### [Document passage]
============================================================

Another update on the search for a comment moderator and possibly a new writer(s): I’m only about a quarter of the way through all the applications at the moment. There are a lot of them and a few more keep trickling in every day. I’m going to keep plugging away through the week. I’ll give another update next week sometime.

This week is typically very slow in the baseball world and I’m going to take advantage of it. This is the closest thing to a vacation I get from RAB each year, so posting with be much lighter than usual this week. I’ll leave you with some links to check out as a peace offering:

  • I enjoyed Jesse Spector’s post on players and their views of defensive metrics. Not surprisingly, most of them think the numbers are hogwash and prefer the eye test. “I don’t buy any of that crap. I think it’s all worthless,” said Adam Eaton, who was just traded for three prospects in part due to his sexy defensive numbers.

============================================================

### [Provided data]
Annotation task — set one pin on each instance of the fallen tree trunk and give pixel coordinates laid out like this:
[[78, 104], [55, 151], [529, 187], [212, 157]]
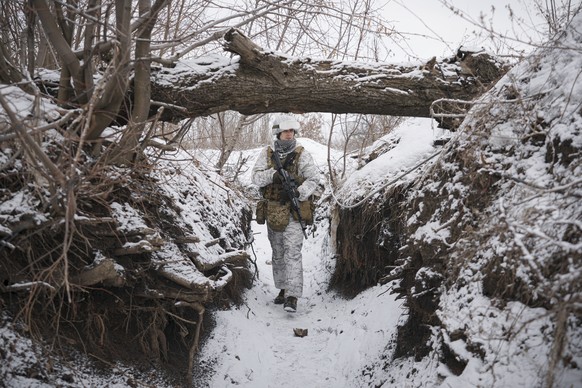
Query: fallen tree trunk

============================================================

### [Requirement]
Resume the baseball blog post about the moderator search and the week's links, starting right after its final sentence.

### [Answer for this exercise]
  • I’m not a basketball guy at all, but John Branch on Steve Kerr is a must read. Kerr’s family is from the Middle East and his father was murdered in 1984, when Steve was 18. Branch spoke to Kerr about how his upbringing and father’s murder have affected his life, including his basketball career as a player and coach.
  • Here is Longform.org’s collection of the best long-form pieces of 2016. There’s a top ten list plus different categories, so you can sort through them yourself and read what interests you. Enjoy.

Enjoy the final few days of 2016. Hopefully 2017 is a heck of a lot better in every way.